(Kutipan yang Diberikan):
┌──

Doktrin Manipulasi Lewat Framing Kemasan

Kesan spesial pernah gua dapati dari satu momen unik ketika gua masih sekolah di Sekolah Dasar. Di mana saat itu, gua pernah tertip...




Kesan spesial pernah gua dapati dari satu momen unik ketika gua masih sekolah di Sekolah Dasar. Di mana saat itu, gua pernah tertipu dengan mainan “Action Figure” KW yang gua beli di salah satu penjual mainan. Gua merasa tertipu karena mainan yang gua beli ini nggak sesuai sama gambar pada kemasannya yang tampak bagus. Pokoknya bentuk dan kualitas mainannya nggak mirip sama sekali dengan kemasannya. Sial sekali nasib gua, sudahlah membeli barang KW, masih juga ketipu.

└──

Baris identifikasi lokasi
┌──

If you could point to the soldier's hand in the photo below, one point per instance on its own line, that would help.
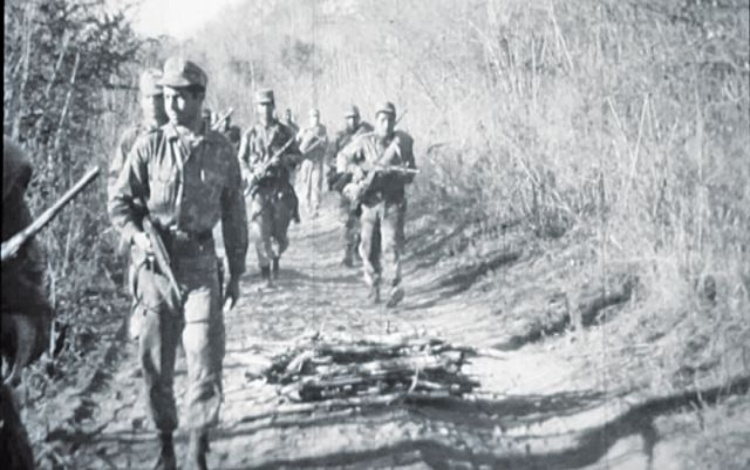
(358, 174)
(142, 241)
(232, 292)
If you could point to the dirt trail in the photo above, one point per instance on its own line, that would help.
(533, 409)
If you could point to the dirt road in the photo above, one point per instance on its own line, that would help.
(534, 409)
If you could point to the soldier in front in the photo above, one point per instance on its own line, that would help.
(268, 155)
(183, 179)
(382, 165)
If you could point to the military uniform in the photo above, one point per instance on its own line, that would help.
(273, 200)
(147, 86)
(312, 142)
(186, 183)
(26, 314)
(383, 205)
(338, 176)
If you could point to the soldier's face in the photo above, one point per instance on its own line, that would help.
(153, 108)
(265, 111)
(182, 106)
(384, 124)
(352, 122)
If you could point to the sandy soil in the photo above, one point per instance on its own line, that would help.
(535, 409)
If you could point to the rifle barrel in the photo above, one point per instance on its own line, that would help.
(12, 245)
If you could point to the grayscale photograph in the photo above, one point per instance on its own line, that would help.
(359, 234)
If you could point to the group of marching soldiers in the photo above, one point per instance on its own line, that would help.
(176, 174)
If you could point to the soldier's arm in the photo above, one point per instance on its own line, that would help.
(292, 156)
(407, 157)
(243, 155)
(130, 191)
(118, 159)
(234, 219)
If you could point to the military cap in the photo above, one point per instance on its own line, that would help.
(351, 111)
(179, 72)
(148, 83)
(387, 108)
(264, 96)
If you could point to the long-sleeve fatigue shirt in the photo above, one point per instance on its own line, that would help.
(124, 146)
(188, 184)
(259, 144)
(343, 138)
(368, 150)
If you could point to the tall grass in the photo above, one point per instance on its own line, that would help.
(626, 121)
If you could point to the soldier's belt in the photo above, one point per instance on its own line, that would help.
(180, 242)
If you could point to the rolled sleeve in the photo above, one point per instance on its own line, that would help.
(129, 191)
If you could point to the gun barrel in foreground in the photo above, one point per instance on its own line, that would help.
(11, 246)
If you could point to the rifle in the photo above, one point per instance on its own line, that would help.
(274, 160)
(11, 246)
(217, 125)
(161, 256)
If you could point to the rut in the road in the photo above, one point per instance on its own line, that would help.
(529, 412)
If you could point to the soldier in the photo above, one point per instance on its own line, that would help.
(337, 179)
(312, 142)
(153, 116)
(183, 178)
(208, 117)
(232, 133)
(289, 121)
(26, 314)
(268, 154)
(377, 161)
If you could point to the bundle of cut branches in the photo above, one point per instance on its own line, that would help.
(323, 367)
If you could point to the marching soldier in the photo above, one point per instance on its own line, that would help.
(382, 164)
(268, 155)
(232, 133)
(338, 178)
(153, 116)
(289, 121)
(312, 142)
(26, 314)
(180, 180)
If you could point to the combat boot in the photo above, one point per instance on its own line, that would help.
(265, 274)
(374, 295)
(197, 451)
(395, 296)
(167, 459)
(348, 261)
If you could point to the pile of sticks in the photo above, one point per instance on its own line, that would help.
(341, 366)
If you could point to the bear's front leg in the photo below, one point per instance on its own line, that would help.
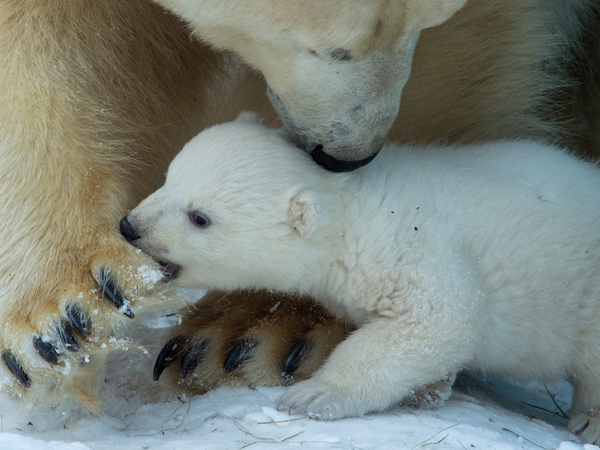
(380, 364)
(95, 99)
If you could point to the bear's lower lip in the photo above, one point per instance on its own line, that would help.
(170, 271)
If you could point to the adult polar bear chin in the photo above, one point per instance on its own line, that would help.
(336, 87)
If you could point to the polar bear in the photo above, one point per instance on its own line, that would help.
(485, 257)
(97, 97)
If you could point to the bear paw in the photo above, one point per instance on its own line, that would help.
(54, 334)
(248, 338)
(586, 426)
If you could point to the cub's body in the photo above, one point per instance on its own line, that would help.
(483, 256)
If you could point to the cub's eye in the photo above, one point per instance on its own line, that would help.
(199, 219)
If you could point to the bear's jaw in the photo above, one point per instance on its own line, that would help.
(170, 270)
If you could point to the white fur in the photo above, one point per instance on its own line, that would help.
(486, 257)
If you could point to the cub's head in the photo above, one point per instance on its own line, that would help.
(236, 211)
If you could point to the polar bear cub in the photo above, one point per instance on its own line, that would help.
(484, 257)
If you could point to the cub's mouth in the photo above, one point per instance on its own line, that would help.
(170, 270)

└──

(Uraian Tugas):
Tuliskan lanjutan tulisan tentang manipulasi lewat framing kemasan di atas, dimulai sesudah kalimat terakhirnya.

(Jawaban Tertulis):
Tapi, saat itu gua nggak merasa kapok dengan kejadian ini. Gua tetap membeli jenis mainan yang serupa, tetapi dari penjual yang berbeda. Hasilnya apa? Ya, tetap sama aja. Isinya nggak sesuai sama kemasannya. Kalau bisa diibaratkan, kemasannya itu kayak kardus iPhone, tapi isinya itu malah Kalkulator warung bahan sembako. Gua terlalu terpukau sama kemasannya. Tapi mau bagaimana lagi, saat itu gua masih belum punya jiwa yang menyesal dan belum mengerti harus bertindak seperti apa.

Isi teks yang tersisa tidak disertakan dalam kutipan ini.